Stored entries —
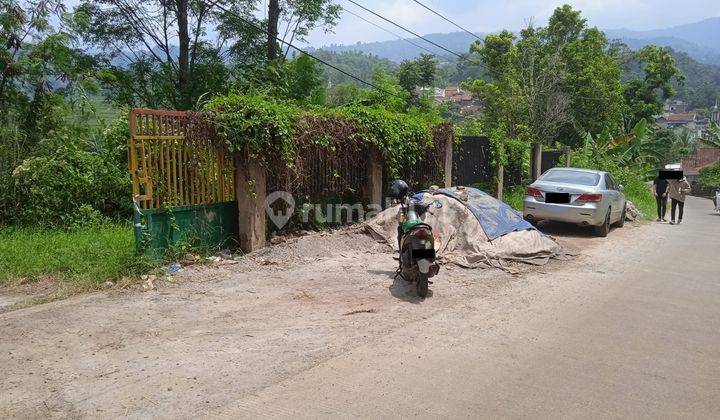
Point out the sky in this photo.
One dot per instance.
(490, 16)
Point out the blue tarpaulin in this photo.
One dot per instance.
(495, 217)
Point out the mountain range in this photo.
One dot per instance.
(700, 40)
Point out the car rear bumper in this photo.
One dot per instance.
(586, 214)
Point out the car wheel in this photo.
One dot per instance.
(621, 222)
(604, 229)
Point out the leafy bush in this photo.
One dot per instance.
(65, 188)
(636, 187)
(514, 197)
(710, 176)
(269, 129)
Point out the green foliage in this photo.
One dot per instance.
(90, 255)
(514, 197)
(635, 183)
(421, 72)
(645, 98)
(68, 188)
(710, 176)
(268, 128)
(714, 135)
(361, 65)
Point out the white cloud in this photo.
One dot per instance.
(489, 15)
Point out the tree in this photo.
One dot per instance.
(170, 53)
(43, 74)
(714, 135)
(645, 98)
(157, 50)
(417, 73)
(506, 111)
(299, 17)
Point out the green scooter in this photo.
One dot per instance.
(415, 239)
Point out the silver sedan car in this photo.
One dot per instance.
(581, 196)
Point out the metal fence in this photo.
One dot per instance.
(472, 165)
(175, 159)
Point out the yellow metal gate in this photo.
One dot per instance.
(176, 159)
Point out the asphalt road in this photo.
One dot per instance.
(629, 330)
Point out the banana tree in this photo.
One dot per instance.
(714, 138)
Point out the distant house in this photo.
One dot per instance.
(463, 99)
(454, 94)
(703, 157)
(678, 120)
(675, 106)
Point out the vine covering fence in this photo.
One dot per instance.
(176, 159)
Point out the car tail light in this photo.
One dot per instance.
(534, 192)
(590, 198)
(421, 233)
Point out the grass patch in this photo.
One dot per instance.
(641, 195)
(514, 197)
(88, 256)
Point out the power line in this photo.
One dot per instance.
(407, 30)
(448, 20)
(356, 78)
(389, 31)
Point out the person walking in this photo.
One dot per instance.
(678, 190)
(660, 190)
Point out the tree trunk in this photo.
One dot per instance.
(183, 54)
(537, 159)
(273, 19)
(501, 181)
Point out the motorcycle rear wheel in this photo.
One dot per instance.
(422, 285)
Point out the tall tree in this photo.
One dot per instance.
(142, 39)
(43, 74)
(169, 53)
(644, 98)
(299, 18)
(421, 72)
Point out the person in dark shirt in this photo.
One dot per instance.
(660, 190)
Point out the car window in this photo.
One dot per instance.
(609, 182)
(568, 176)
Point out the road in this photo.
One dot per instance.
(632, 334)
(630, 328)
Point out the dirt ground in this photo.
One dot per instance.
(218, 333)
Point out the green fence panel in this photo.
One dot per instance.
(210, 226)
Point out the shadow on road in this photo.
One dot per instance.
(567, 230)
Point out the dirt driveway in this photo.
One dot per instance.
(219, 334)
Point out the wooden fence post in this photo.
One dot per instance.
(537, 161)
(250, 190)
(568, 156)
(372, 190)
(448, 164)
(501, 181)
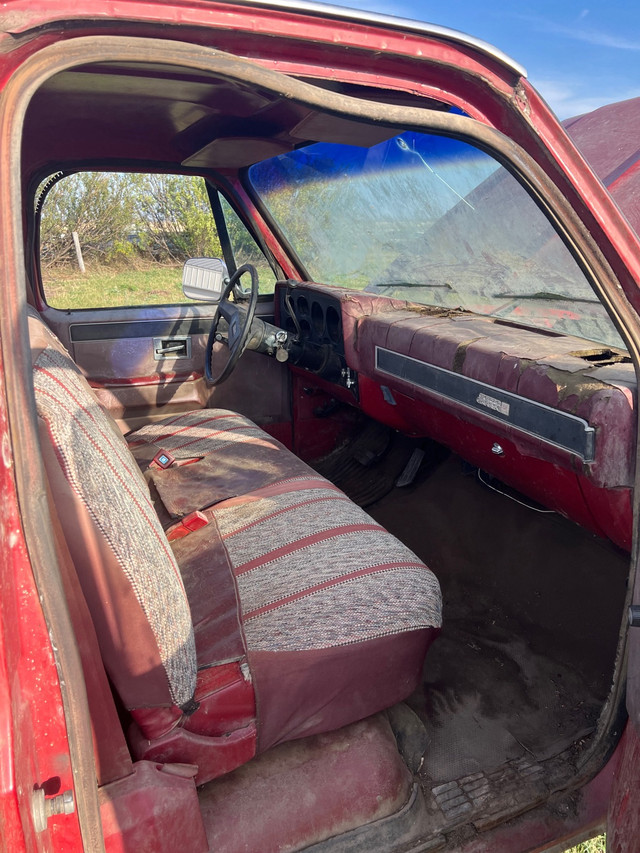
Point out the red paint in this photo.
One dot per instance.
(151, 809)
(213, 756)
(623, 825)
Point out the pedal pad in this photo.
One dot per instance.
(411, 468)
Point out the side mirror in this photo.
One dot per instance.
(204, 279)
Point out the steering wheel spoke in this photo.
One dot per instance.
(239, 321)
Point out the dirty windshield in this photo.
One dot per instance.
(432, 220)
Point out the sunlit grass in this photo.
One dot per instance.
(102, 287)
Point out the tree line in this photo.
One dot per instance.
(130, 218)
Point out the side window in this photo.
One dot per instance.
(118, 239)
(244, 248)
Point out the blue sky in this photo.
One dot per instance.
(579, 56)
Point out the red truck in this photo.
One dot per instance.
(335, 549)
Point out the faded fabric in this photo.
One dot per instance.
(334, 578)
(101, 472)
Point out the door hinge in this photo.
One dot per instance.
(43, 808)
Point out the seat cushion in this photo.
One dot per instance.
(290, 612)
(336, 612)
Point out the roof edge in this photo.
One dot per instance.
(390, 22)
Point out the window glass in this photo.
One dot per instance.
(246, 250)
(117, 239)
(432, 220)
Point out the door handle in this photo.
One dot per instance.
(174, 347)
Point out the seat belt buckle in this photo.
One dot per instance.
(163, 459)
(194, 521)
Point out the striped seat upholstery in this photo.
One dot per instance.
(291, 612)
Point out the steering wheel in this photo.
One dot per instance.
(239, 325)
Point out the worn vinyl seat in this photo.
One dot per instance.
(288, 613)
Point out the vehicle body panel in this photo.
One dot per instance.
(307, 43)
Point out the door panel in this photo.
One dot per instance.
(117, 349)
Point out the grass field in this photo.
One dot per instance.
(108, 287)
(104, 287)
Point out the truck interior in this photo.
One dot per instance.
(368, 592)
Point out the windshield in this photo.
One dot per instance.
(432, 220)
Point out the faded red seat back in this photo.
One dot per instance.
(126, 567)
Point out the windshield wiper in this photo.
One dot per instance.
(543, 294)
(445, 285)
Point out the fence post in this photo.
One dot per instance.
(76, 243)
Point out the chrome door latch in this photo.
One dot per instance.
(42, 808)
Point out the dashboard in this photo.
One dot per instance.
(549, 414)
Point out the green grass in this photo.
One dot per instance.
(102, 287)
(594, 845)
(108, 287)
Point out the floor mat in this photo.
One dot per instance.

Action item — Check each line above for the string "grass" and copy every line that has it.

Expected output —
Point out the grass patch in this photo.
Point out the sunlit grass in this photo.
Point out the grass field in this photo.
Point out the green grass in this photo.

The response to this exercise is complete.